--- start ---

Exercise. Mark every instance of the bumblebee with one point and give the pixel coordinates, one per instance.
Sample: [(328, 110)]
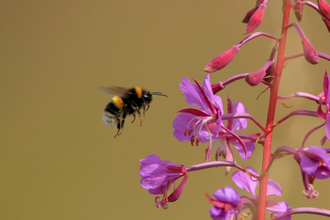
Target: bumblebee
[(126, 102)]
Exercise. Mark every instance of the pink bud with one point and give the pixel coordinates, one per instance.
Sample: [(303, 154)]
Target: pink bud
[(298, 9), (309, 52), (221, 60), (217, 87), (327, 23), (324, 9), (255, 78), (256, 19), (249, 14)]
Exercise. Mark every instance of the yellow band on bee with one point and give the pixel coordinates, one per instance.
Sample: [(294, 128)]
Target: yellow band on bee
[(118, 102), (138, 91)]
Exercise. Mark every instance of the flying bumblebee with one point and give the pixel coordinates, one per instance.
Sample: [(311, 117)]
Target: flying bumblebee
[(126, 102)]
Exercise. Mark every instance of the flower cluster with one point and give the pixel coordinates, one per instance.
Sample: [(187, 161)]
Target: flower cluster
[(206, 122)]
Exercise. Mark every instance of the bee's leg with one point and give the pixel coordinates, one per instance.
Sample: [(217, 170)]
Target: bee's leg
[(138, 111), (134, 117)]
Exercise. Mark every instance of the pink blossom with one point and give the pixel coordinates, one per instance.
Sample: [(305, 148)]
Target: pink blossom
[(158, 176)]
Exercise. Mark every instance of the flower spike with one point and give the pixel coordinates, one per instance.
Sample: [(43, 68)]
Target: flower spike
[(256, 18)]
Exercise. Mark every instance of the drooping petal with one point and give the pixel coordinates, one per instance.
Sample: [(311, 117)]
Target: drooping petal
[(239, 123), (249, 148), (280, 209), (327, 126), (310, 53), (177, 192), (320, 152), (227, 195), (191, 93)]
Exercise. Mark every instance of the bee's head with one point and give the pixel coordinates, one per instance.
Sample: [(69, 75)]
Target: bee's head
[(147, 97)]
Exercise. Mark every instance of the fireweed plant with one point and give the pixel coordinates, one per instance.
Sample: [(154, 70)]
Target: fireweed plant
[(206, 121)]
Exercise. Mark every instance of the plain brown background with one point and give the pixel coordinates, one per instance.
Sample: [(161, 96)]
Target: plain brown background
[(57, 158)]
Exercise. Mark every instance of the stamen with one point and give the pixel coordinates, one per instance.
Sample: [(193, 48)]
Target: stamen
[(192, 140), (197, 140)]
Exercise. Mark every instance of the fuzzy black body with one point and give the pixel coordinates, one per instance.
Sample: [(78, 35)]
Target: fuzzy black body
[(125, 102)]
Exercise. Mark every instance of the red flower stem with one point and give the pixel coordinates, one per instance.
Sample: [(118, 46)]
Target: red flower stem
[(296, 112), (271, 112)]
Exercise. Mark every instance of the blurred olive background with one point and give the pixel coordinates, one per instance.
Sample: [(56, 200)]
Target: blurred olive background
[(57, 158)]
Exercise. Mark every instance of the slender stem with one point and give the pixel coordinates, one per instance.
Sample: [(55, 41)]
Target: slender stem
[(271, 112)]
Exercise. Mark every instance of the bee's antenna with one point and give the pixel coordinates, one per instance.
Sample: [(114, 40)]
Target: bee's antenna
[(159, 93)]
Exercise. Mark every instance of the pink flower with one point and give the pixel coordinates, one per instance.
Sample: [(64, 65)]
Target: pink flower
[(314, 161), (249, 184), (158, 176), (324, 9), (193, 124), (309, 52), (227, 204), (325, 115)]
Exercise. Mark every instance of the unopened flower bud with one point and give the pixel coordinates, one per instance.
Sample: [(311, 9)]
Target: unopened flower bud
[(249, 14), (324, 8), (256, 19), (309, 52), (298, 9), (255, 78), (327, 23), (221, 60)]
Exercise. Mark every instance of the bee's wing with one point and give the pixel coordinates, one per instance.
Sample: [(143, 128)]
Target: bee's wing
[(114, 90)]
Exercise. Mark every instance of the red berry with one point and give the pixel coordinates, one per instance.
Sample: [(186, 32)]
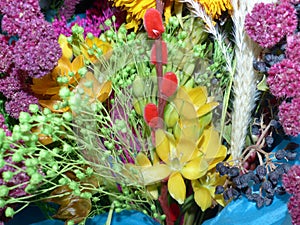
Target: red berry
[(169, 84), (153, 23), (151, 114), (163, 58)]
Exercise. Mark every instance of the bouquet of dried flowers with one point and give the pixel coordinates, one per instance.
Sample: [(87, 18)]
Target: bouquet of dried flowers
[(171, 108)]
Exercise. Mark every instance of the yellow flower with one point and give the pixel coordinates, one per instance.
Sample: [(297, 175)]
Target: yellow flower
[(47, 87), (214, 8), (93, 47), (136, 10), (204, 190)]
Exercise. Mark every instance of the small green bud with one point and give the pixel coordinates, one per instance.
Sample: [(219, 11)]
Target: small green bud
[(17, 157), (36, 178), (24, 117), (9, 212), (82, 71), (108, 22), (64, 92), (2, 203), (3, 191), (2, 163), (171, 115), (109, 33), (90, 36), (33, 108), (7, 175), (86, 195)]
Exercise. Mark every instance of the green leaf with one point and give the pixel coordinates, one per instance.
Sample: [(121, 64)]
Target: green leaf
[(262, 85)]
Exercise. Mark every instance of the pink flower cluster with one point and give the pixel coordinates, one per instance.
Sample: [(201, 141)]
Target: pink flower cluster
[(94, 18), (284, 78), (267, 24), (291, 182), (289, 116), (28, 49)]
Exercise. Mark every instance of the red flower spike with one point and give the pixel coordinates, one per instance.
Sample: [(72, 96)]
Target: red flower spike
[(169, 84), (153, 23), (151, 115), (164, 52)]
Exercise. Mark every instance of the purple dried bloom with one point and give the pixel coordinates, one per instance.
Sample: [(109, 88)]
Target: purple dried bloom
[(295, 2), (294, 208), (3, 126), (291, 182), (94, 17), (60, 26), (37, 51), (269, 23), (19, 102), (284, 78), (289, 116), (6, 55), (13, 83), (17, 13), (293, 47), (68, 8)]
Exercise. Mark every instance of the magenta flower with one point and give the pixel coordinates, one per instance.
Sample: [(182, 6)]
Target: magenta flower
[(293, 47), (267, 24), (291, 182), (289, 116), (284, 78)]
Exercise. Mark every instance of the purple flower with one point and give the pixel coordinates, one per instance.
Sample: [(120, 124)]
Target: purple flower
[(68, 8), (19, 102), (284, 78), (3, 126), (293, 47), (94, 17), (289, 116), (6, 54), (269, 23), (291, 182), (37, 51)]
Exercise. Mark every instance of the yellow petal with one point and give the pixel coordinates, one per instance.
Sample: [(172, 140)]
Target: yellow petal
[(184, 105), (195, 169), (220, 156), (65, 46), (185, 149), (162, 145), (203, 198), (206, 108), (176, 187), (77, 63), (154, 173), (142, 160), (152, 189)]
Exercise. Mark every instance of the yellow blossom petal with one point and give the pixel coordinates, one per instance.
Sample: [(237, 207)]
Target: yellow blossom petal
[(214, 8), (154, 173), (176, 187), (206, 108), (142, 160), (203, 198), (65, 46), (198, 95), (194, 169), (162, 145)]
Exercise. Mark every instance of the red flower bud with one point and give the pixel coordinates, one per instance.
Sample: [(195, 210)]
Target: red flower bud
[(169, 84), (151, 115), (163, 57), (153, 23)]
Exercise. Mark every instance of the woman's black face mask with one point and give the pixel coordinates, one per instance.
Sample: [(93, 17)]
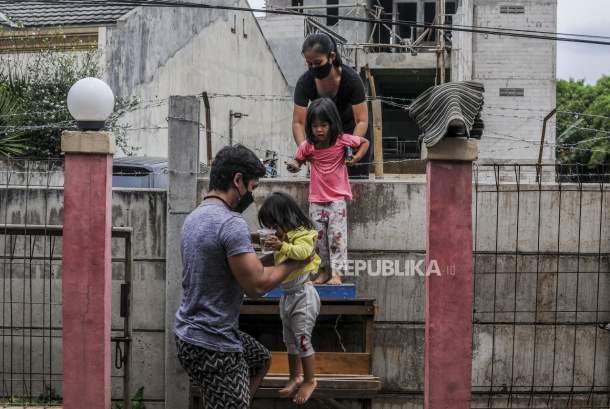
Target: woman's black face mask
[(322, 71)]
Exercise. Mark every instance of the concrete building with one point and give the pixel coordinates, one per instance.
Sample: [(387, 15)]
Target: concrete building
[(149, 53), (518, 73)]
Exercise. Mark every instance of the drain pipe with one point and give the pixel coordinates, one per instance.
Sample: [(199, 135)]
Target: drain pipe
[(208, 127)]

--- end ---

Repeat every item above word for word, leaving out the pictures.

- [Reply]
Exercise. Mark every instance of the bumblebee with one point and give the pixel coordinates, one per instance.
Sample: [(328, 110)]
Target: bumblebee
[(126, 102)]
Exercise. Mark every instance of the pink bud with one point and give the pixel coordinates, one per instance.
Sample: [(303, 154)]
Target: pink bud
[(298, 9), (309, 52), (221, 60), (217, 87), (327, 23), (324, 9), (255, 78), (256, 19), (249, 14)]
Exercise. Mark every instance of the yellow band on bee with one point and give the pixel coordinates, one per instance.
Sample: [(294, 128)]
Target: yellow band on bee
[(118, 102), (138, 91)]
Exercise. Mark every instance of the flying bumblebee with one point and give the pixel coordinates, one per instance.
Sample: [(311, 117)]
Target: flying bumblebee
[(126, 102)]
Exercise. Mark every instance of the flower cluster with one point and give the pixel coordinates, one per instance.
Sample: [(187, 161)]
Target: flower cluster
[(206, 122)]
Exercise. Mark every instance of the bee's leg with one point and give the pixel coordinates, one per instance.
Sample: [(217, 170)]
Target: bee's leg
[(138, 111), (134, 117)]
Exercise. Mark every instance of the pink blossom with one point and give the pixel coordinates, one per instance.
Sample: [(305, 148)]
Target: pink blossom
[(158, 176)]
Exercise. Mark every instance of the flower spike with one point and give the pixel coordinates, one per instance.
Sample: [(43, 68)]
Target: flower spike
[(256, 18)]
Exercise. Mark every instance of the drooping petal with one point and give the pixel coordinates, one per instance.
Sample: [(311, 117)]
Target: drooping petal
[(239, 123), (249, 148), (280, 209), (327, 126), (310, 53), (177, 192), (320, 152), (227, 195), (191, 93)]
Exercise. Mark every instance of the bee's head with one point and give the pixel coordinates, one per instance.
Sample: [(69, 75)]
Target: bee's head
[(147, 97)]
Exercise. Mark every instance of the fireweed plant with one point and give the pixel coordinates, one per instance.
Sample: [(154, 70)]
Target: fireweed plant
[(206, 121)]
Exercise. Mark every instance of the plain brown background with one point and give the pixel coordinates, one per instance.
Sample: [(161, 96)]
Target: plain brown background
[(57, 158)]
Exercise. Mark every instance of the stamen with one point and give the pixel coordinates, one per instance.
Sample: [(193, 48)]
Target: stamen
[(192, 140), (197, 140)]
Exercise. Mark every instance of the fuzzy black body with one point and give the pixel coordinates, one per instance.
Sample: [(78, 35)]
Target: fuzzy black body
[(125, 102)]
Exercise. Mark every instance of the red flower stem with one point and give the pixel coordinates, one per instance.
Sample: [(118, 46)]
Target: red flower stem
[(296, 112), (271, 112)]
Exercise. Mark every instance of the blurred olive background with one point and give the pixel coordinates, one per instance.
Sample: [(56, 200)]
Target: blurred olive background
[(57, 158)]
Exercise. Mark every instance of the slender stem with one point and give the pixel coordinates, one per instance.
Sample: [(55, 41)]
Target: slender stem
[(271, 112)]
Exercise. Mark every instance of the bee's antenna with one point and give the pixel coordinates, one per instance.
Sample: [(114, 40)]
Target: bee's antenna
[(159, 93)]
Exercise. Mark every instance of the pink flower with one point and give the pixel coordinates, one per instance.
Sample: [(64, 65)]
Target: pink flower
[(314, 161), (249, 184), (158, 176), (324, 9), (193, 124), (309, 52), (227, 204), (325, 115)]
Exercise. Mark every instance of the unopened flower bud with one point and give the pixel coordinates, one per instance.
Sample: [(311, 9)]
Target: unopened flower bud
[(249, 14), (324, 8), (256, 19), (309, 52), (298, 9), (255, 78), (327, 23), (221, 60)]
Exercise. Mark every instance of the bee's wing with one point and give the pixel coordinates, one per instance.
Sample: [(143, 128)]
Target: bee's wing
[(114, 90)]
Exercise. Mark every instance of the red berry with one point and give the pixel coordinates, one per instance.
Sample: [(186, 32)]
Target: red berry
[(169, 84), (153, 23), (151, 114), (163, 58)]
Exercise. Mark every instance of the bouquet of dried flowers with one point and give the pixel coordinates, one per instance.
Sample: [(87, 18)]
Target: bouquet of dried flowers
[(171, 108)]
Exercise. Mark every instance of the yellow flower with one point and give the pixel coordinates, one per instance.
Sample: [(297, 175)]
Target: yellow flower
[(47, 87), (214, 8), (93, 47), (136, 10), (204, 190)]
Exercise. Mark every instance of the small green bud with one point and give the pixel coordinates, one per instance.
Sample: [(219, 11)]
Target: small green bud
[(17, 157), (36, 178), (24, 117), (9, 212), (82, 71), (108, 22), (64, 92), (2, 203), (3, 191), (2, 163), (171, 115), (109, 33), (90, 36), (33, 108), (7, 175), (86, 195)]
Exercise. Mark every instance of the green leaf with one point and give the pixel coordinates, one per instance.
Sample: [(121, 64)]
Target: green leaf
[(262, 85)]
Exercise. Mark every instance of the pink flower cluster with one point and give the pixel coordinates, one per instance.
Sample: [(201, 141)]
Target: pink flower cluster
[(94, 18), (284, 78), (267, 24), (291, 182), (289, 116), (28, 49)]
Exercise. Mark every instance of the red flower spike with one point and give the pixel coordinates, one per instance.
Sample: [(72, 96)]
Target: red flower spike
[(169, 84), (153, 23), (151, 115), (164, 52)]
Exercise. Mark every instance of the purple dried bloom with one point and give the pixel coordinates, one per instance.
Sample: [(109, 88)]
Target: purple dried bloom
[(295, 2), (294, 208), (3, 126), (291, 182), (94, 17), (60, 26), (37, 51), (269, 23), (19, 102), (284, 78), (289, 116), (6, 55), (13, 83), (17, 13), (293, 47), (68, 8)]
Exercise. Mark every instance of the magenta flower with one point and give the pixel coordinates, one per instance.
Sample: [(182, 6)]
Target: magenta flower
[(293, 47), (267, 24), (291, 182), (289, 116), (284, 78)]
Exercise. Mark every instance of the purple flower with one point and give the pixel coordinates, one per instance.
Sample: [(120, 124)]
Target: purple flower
[(68, 8), (19, 102), (284, 78), (3, 126), (293, 47), (94, 17), (289, 116), (6, 54), (269, 23), (291, 182), (37, 51)]
Exercise. Mark every instance of the yellow petal with one point and give the pixel coordinates, one per instance.
Sample: [(172, 140)]
Target: yellow petal
[(184, 105), (195, 169), (220, 156), (65, 46), (185, 149), (162, 145), (203, 198), (206, 108), (176, 187), (77, 63), (154, 173), (142, 160), (152, 189)]
Exercise. Mark every instance of the yellow blossom petal with one point and give the pixel coordinates, one per instance.
Sample: [(237, 207)]
Target: yellow blossom petal
[(214, 8), (154, 173), (176, 187), (206, 108), (142, 160), (203, 198), (65, 46), (198, 95), (194, 169), (162, 145)]
Exercise. Mark every instance of the red flower bud with one point and give the pixel coordinates, one per instance.
Sample: [(195, 210)]
Target: red flower bud
[(169, 84), (151, 115), (163, 57), (153, 23)]
Exercise. Mark every instance of the woman's black face mask with one point and give the pixel coordinates, one per instance.
Sample: [(93, 17)]
Target: woman's black face mask
[(322, 71)]
Exercise. Mark every instance of the concrete building with one point and give the pixel coordinates, one per instance.
Sample: [(387, 15)]
Target: concrete building
[(149, 53), (518, 73)]
Exercise. Mark every instance of the drain pipe with one point and give the pixel coordinates, one per instance.
Sample: [(199, 135)]
Target: drain pipe
[(208, 127)]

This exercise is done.